● GIVEN TEXT:
========================================
AAP logoAAP 20/11/2016 Rebekah Ison and Angus Livingston

Medicals for older divers are needed and Australian standards should be reviewed after six diving and snorkelling deaths in five days, one expert says.

Three tourists died in Queensland on Wednesday and Friday, a Tasmanian man died on Friday and a NSW man and a Victorian man died on Sunday.

Australian Underwater Federation president Graham Henderson said the number of deaths in such a short period of time was unusual.

He also said the diving industry is ageing, with older people now having the will and money to take it up as a hobby, and there was a concerning variation in dive course quality.

"To be honest some of the courses that are run ... are pretty minimalistic," Mr Henderson told AAP on Sunday.

"The Australian standards need to be looked at and talked about more.

"Probably an age requirement to have a diving medical. That would be something that would be well worthwhile."

Mr Henderson said people were moving away from diving and snorkelling in large groups or clubs, which increased the danger of something going wrong.
========================================
● GIVEN DATA:
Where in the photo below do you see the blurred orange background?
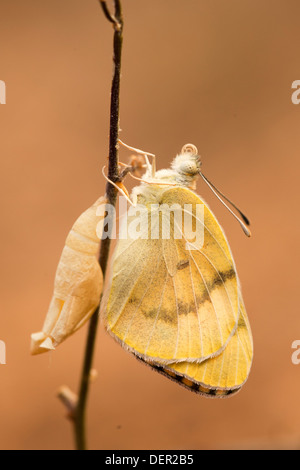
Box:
[0,0,300,449]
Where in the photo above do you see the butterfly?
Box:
[102,144,253,398]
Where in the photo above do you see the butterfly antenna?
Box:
[199,172,251,237]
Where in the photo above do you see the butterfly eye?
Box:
[179,160,199,175]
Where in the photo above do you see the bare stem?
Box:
[74,0,123,450]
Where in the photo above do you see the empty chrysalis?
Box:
[31,197,106,354]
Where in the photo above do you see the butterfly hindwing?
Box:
[105,187,239,365]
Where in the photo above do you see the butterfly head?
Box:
[172,144,201,185]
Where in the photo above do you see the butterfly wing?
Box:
[105,187,240,365]
[148,295,253,398]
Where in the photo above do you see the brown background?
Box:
[0,0,300,449]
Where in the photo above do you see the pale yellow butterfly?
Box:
[103,144,253,397]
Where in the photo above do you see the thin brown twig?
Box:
[74,0,123,450]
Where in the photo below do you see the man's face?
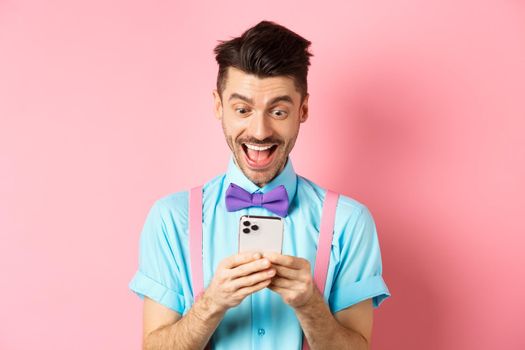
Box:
[213,67,308,187]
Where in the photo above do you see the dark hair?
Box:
[213,21,313,103]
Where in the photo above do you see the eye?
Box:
[272,109,288,119]
[235,107,248,115]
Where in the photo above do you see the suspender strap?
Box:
[189,185,211,350]
[303,190,339,350]
[189,186,204,301]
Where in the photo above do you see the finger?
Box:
[221,252,261,269]
[230,258,271,279]
[272,265,304,281]
[268,284,288,296]
[235,279,272,298]
[270,277,297,290]
[263,252,305,270]
[232,268,275,290]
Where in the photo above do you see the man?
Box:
[129,21,390,349]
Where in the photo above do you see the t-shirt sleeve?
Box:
[128,200,185,314]
[329,205,390,313]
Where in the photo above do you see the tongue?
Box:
[247,148,270,163]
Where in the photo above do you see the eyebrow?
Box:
[228,92,294,105]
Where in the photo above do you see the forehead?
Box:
[223,67,301,104]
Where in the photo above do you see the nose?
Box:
[248,113,272,141]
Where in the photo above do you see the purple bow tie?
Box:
[226,183,288,217]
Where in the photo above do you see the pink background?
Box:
[0,0,525,350]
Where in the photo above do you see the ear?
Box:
[299,93,310,123]
[213,89,222,120]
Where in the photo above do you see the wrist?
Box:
[199,293,226,320]
[295,286,324,312]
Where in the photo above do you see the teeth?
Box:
[245,143,273,151]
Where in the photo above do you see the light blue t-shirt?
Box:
[129,156,390,350]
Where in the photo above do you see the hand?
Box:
[203,252,275,313]
[263,252,320,308]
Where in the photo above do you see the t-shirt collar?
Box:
[225,154,297,202]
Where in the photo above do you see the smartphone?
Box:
[239,215,284,254]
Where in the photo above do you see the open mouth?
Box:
[242,143,278,170]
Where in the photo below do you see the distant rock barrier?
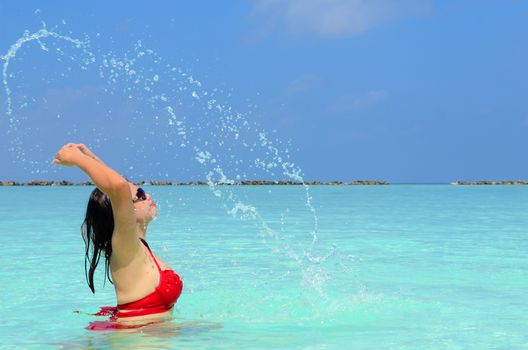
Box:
[451,180,528,185]
[0,180,389,186]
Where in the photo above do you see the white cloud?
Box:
[255,0,432,37]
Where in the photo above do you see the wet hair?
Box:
[81,188,114,293]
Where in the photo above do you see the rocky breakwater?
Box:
[451,180,528,185]
[0,180,389,186]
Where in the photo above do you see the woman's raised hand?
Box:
[76,143,102,162]
[53,143,85,166]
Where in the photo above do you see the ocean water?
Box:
[0,185,528,349]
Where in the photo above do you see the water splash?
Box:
[0,25,336,294]
[0,23,95,125]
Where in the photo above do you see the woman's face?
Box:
[129,184,158,224]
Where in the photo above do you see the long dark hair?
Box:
[81,188,114,293]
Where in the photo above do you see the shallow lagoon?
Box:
[0,185,528,349]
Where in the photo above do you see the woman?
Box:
[53,143,182,329]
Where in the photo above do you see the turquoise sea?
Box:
[0,185,528,349]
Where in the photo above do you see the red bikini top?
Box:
[115,238,183,318]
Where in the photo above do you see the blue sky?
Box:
[0,0,528,182]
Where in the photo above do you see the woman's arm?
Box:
[53,143,138,261]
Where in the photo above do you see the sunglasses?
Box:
[132,187,147,203]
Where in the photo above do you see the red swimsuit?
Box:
[87,238,183,330]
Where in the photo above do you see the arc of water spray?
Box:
[0,23,88,122]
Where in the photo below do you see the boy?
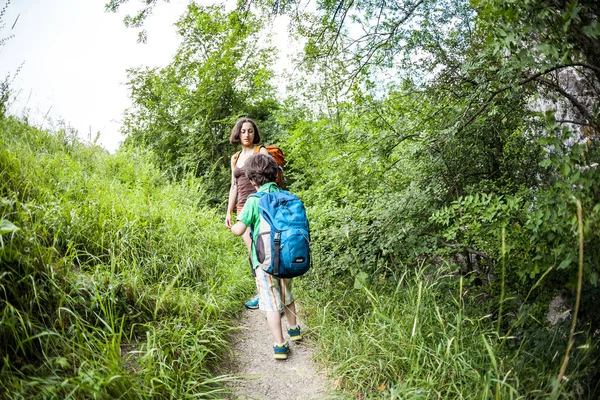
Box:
[231,154,302,360]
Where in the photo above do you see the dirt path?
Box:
[226,310,340,400]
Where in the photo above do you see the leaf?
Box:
[558,256,571,269]
[0,219,19,235]
[590,271,598,286]
[354,271,369,289]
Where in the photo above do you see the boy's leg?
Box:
[266,311,284,343]
[285,301,296,326]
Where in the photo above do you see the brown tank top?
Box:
[233,165,256,210]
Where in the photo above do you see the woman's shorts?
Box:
[255,267,294,311]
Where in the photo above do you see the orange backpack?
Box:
[233,145,286,189]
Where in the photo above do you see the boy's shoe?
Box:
[244,295,258,310]
[288,325,302,341]
[273,342,290,360]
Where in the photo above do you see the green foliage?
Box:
[0,118,251,398]
[124,4,278,204]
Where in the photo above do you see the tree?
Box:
[124,4,278,203]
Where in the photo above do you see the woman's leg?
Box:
[242,228,258,310]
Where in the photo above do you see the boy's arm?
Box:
[231,221,248,236]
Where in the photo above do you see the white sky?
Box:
[0,0,294,151]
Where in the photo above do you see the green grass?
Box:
[302,260,595,399]
[0,114,598,399]
[0,119,253,399]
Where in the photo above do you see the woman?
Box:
[225,118,269,309]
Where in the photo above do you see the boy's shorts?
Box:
[254,267,294,311]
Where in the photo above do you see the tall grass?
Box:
[303,247,595,399]
[0,118,253,399]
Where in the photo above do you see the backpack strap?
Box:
[233,146,265,165]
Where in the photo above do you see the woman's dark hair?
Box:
[244,153,279,187]
[229,118,260,145]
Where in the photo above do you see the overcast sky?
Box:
[0,0,211,151]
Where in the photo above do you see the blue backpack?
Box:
[250,190,311,278]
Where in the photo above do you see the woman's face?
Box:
[240,122,254,146]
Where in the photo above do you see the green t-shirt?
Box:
[237,182,279,268]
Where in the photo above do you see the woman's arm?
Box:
[225,154,237,228]
[258,146,269,155]
[231,221,248,236]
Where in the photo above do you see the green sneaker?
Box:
[288,325,302,342]
[273,342,290,360]
[244,295,258,310]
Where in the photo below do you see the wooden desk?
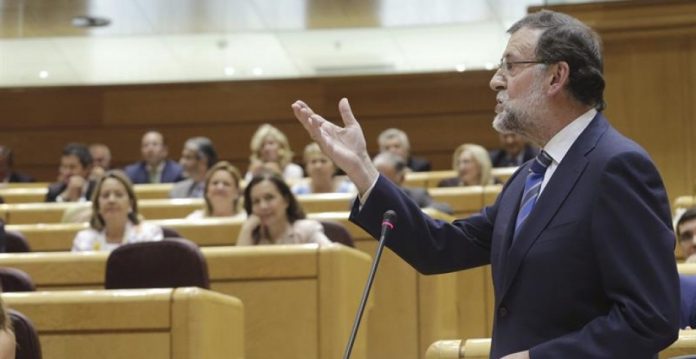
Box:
[133,183,174,200]
[7,211,493,358]
[2,287,244,359]
[0,244,370,359]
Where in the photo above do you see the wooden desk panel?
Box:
[8,211,492,358]
[0,244,370,359]
[2,288,244,359]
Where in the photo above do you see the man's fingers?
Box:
[338,97,358,127]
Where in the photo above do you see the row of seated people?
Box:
[0,124,535,202]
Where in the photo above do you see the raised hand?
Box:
[292,98,379,194]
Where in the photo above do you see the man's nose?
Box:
[488,70,505,91]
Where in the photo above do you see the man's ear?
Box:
[548,61,570,95]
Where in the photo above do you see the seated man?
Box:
[490,133,539,167]
[675,207,696,262]
[0,145,34,183]
[124,131,184,184]
[89,143,111,181]
[46,143,94,202]
[377,128,430,172]
[372,152,453,214]
[169,137,217,198]
[679,275,696,329]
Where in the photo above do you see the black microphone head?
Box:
[382,209,398,225]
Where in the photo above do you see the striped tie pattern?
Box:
[513,151,553,239]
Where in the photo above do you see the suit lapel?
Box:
[500,114,608,299]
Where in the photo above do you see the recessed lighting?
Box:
[71,15,111,27]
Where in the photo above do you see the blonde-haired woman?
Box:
[72,170,164,252]
[438,143,493,187]
[292,142,357,194]
[244,124,304,181]
[186,161,246,219]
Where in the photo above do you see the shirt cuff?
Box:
[358,176,379,210]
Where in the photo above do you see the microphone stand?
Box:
[343,210,396,359]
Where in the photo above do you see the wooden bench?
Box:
[2,211,493,358]
[2,288,244,359]
[425,330,696,359]
[0,244,370,359]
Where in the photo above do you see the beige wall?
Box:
[0,0,696,204]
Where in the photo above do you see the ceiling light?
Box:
[71,15,111,27]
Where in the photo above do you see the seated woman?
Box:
[186,161,246,219]
[292,142,357,194]
[72,170,164,252]
[0,297,17,359]
[244,124,304,181]
[437,143,494,187]
[237,172,331,246]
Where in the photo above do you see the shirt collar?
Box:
[544,108,597,165]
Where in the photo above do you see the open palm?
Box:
[292,98,378,193]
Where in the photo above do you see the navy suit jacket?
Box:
[679,275,696,329]
[351,114,679,359]
[489,145,539,167]
[124,160,184,184]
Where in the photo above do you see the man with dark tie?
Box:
[292,11,679,359]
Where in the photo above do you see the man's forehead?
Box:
[678,218,696,232]
[503,27,543,58]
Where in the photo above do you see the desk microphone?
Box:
[343,209,396,359]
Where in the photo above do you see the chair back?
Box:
[161,226,182,238]
[104,238,210,289]
[5,231,31,253]
[0,267,36,292]
[320,221,355,247]
[7,309,41,359]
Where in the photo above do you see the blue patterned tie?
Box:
[513,151,553,240]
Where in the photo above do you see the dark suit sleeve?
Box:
[44,183,65,202]
[350,176,494,274]
[530,152,679,359]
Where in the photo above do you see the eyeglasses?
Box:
[498,58,545,75]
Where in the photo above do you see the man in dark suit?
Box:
[292,11,679,359]
[124,131,184,184]
[0,145,34,183]
[490,132,539,167]
[377,128,431,172]
[45,143,95,202]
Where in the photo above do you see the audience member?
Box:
[169,137,217,198]
[377,128,430,172]
[0,296,15,359]
[372,152,453,214]
[292,142,356,194]
[490,132,539,167]
[237,171,331,246]
[72,170,164,252]
[89,143,111,181]
[46,143,94,202]
[675,207,696,263]
[0,145,34,183]
[437,143,494,187]
[125,131,184,184]
[186,161,246,219]
[244,124,304,181]
[679,274,696,329]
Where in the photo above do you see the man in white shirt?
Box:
[292,11,679,359]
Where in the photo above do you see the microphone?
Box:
[343,209,397,359]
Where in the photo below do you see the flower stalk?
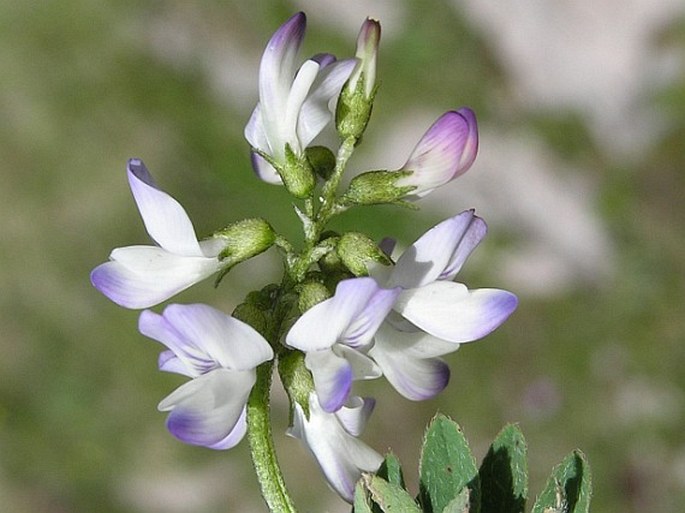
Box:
[247,361,297,513]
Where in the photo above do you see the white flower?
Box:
[395,107,478,200]
[245,12,356,184]
[285,278,400,412]
[368,210,518,400]
[138,304,273,449]
[90,159,223,308]
[288,393,383,502]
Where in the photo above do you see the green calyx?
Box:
[341,170,416,208]
[336,232,392,276]
[276,144,316,198]
[335,72,378,140]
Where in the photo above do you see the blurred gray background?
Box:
[0,0,685,513]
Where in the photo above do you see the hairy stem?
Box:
[247,362,297,513]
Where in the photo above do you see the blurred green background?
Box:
[0,0,685,513]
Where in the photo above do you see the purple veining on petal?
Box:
[305,350,354,412]
[437,210,488,280]
[453,107,478,172]
[310,53,336,69]
[395,281,518,343]
[397,107,478,199]
[342,287,402,348]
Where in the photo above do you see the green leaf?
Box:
[419,415,480,513]
[376,452,406,488]
[442,488,471,513]
[533,450,592,513]
[479,424,528,513]
[352,479,371,513]
[363,474,421,513]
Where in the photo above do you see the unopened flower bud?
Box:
[342,171,416,205]
[337,232,391,276]
[214,218,276,269]
[278,145,316,198]
[305,146,335,180]
[396,107,478,199]
[233,297,267,336]
[336,18,381,139]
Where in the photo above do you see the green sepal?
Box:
[317,231,348,274]
[340,170,417,209]
[335,72,378,141]
[297,277,331,313]
[337,232,392,276]
[362,474,421,513]
[532,449,592,513]
[278,350,314,425]
[305,146,335,180]
[479,424,528,513]
[352,479,373,513]
[212,217,276,285]
[419,414,480,513]
[233,301,268,338]
[276,144,316,198]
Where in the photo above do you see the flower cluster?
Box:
[91,13,517,506]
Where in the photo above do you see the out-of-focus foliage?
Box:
[0,0,685,513]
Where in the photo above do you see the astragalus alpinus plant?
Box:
[91,13,590,513]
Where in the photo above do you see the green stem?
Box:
[316,137,357,227]
[247,362,297,513]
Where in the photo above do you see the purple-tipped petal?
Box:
[250,152,283,185]
[157,349,188,378]
[286,278,397,351]
[297,59,356,147]
[369,324,452,401]
[347,18,381,100]
[259,12,307,152]
[127,159,204,257]
[396,108,478,198]
[158,369,256,447]
[243,107,272,155]
[335,396,376,436]
[207,407,247,451]
[395,281,518,343]
[341,287,402,348]
[304,349,352,412]
[333,344,383,381]
[138,310,211,378]
[163,304,273,371]
[438,216,488,281]
[387,210,485,289]
[288,394,383,503]
[90,246,221,309]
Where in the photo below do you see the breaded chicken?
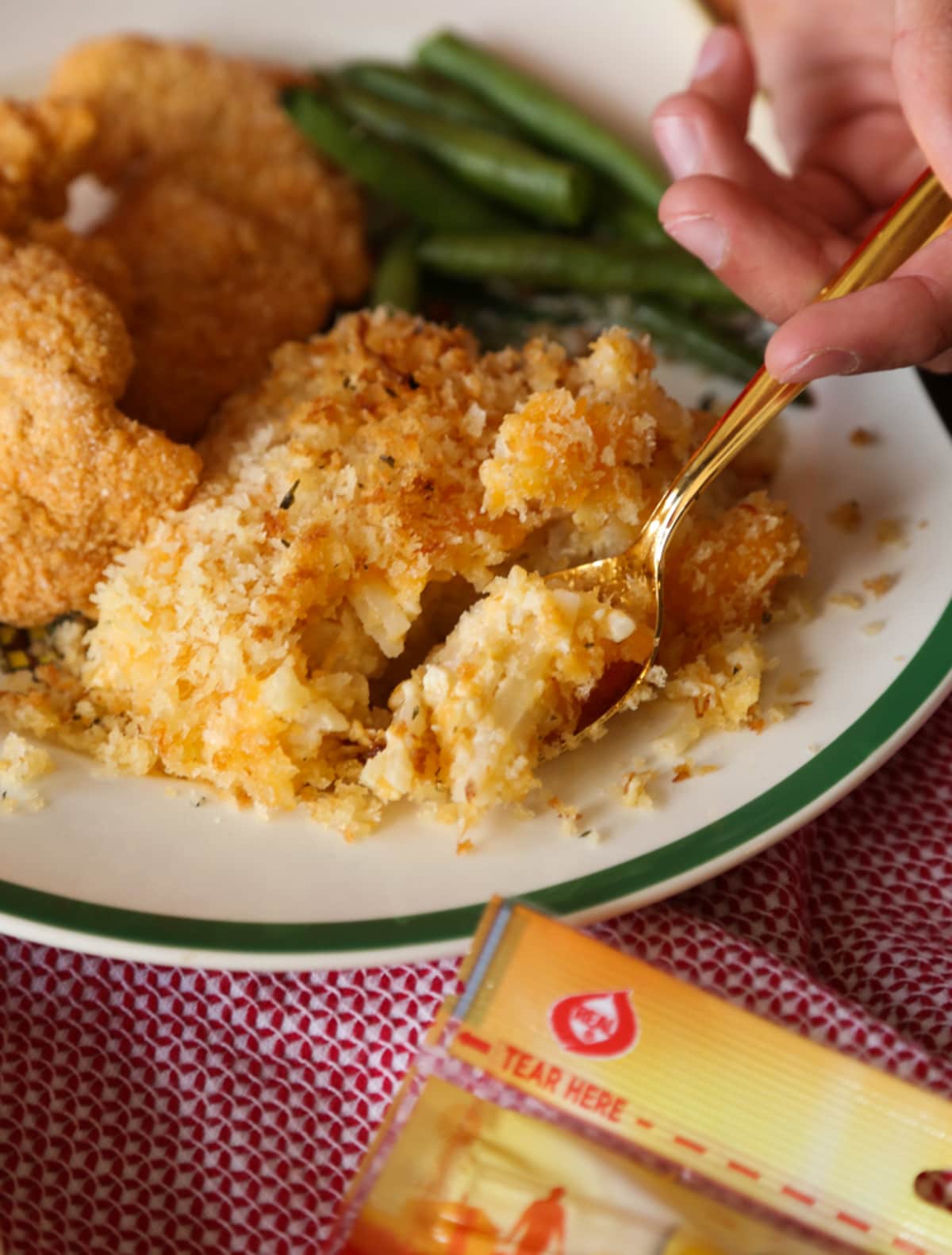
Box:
[50,36,369,439]
[0,237,201,626]
[95,173,334,439]
[67,310,803,832]
[0,101,95,235]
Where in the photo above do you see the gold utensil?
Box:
[547,170,952,748]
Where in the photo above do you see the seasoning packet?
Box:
[328,901,952,1255]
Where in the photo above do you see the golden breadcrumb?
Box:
[2,310,805,836]
[827,501,863,536]
[827,593,866,610]
[863,572,900,597]
[0,237,199,625]
[0,731,52,815]
[361,566,654,821]
[50,36,370,439]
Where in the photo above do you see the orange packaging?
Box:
[330,901,952,1255]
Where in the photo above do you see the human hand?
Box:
[654,0,952,382]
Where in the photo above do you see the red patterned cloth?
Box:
[0,701,952,1255]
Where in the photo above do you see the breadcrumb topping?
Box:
[0,310,807,837]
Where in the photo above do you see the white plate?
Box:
[0,0,952,969]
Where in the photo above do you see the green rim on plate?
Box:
[0,601,952,955]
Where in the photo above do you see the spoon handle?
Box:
[636,170,952,569]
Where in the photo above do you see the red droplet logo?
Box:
[548,989,639,1059]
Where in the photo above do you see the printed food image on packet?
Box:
[326,900,952,1255]
[343,1077,720,1255]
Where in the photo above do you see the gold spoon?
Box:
[546,170,952,748]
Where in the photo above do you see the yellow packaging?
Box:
[332,901,952,1255]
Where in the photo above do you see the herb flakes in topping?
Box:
[277,479,301,509]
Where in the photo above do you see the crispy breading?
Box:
[0,237,201,625]
[50,36,370,438]
[30,310,799,832]
[24,218,133,313]
[98,175,334,439]
[0,99,95,235]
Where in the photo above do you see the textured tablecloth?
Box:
[0,701,952,1255]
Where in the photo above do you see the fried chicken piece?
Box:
[24,220,133,323]
[50,36,369,438]
[96,175,334,440]
[0,101,95,235]
[0,237,201,626]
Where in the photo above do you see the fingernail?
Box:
[662,213,727,270]
[693,26,731,80]
[777,349,863,384]
[654,113,701,178]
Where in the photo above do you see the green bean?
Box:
[341,62,514,134]
[335,84,592,226]
[419,231,743,309]
[596,194,678,251]
[282,88,512,231]
[370,231,420,314]
[609,299,764,382]
[417,32,665,209]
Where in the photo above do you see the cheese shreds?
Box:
[0,310,807,839]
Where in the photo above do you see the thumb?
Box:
[893,0,952,190]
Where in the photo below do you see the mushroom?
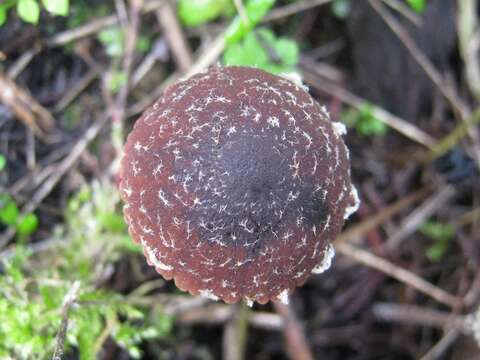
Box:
[120,67,358,305]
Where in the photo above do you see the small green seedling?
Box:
[420,221,455,262]
[178,0,235,26]
[223,29,299,74]
[407,0,427,13]
[0,0,70,26]
[342,103,388,136]
[0,194,38,238]
[332,0,351,19]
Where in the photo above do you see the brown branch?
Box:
[334,242,462,308]
[0,72,55,140]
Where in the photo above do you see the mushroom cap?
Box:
[120,67,358,303]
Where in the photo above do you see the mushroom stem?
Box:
[273,301,314,360]
[223,302,250,360]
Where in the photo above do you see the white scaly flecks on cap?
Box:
[199,289,219,301]
[332,121,347,136]
[343,185,360,220]
[312,244,335,274]
[142,241,173,271]
[277,289,290,305]
[279,71,309,92]
[243,297,253,307]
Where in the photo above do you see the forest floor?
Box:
[0,0,480,360]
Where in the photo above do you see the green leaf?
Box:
[419,221,455,262]
[0,196,20,225]
[274,38,299,67]
[98,26,124,57]
[42,0,69,16]
[108,71,127,93]
[225,0,275,44]
[0,5,7,26]
[178,0,231,26]
[97,212,127,233]
[17,213,38,236]
[0,153,7,171]
[332,0,350,19]
[17,0,40,24]
[407,0,427,13]
[223,29,299,74]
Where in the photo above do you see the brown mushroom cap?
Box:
[120,67,358,303]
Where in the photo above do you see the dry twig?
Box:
[334,242,462,308]
[300,59,436,149]
[156,2,193,73]
[52,281,80,360]
[273,302,313,360]
[0,72,55,140]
========================================
● EXERCISE SET:
1 - In the article on the diving and snorkelling deaths, who is the president of the Australian Underwater Federation?
2 - Continue the article on the diving and snorkelling deaths from the point where it stops.

● ANSWERS:
1 - Graham Henderson.

2 -
The AUF is the government-recognised body for amateur underwater activities.

A NSW man in his 40s was snorkelling with two people when he got into trouble and was assisted onto a boat off Congo around 10.30am on Sunday.

Paramedics tried to revive him but he died at the scene.

Another man who was scuba diving with his friends in Victoria died after he was reported to be in distress on Sunday.

A 49-year-old Tasmanian man died while diving on Saturday afternoon, while a 60-year-old Englishman died during a Queensland diving trip on Friday.

French tourists Jacques Goron, 76, and Danielle Franck, 74, drowned while snorkelling on Michaelmas Cay, north of Cairns, on Wednesday.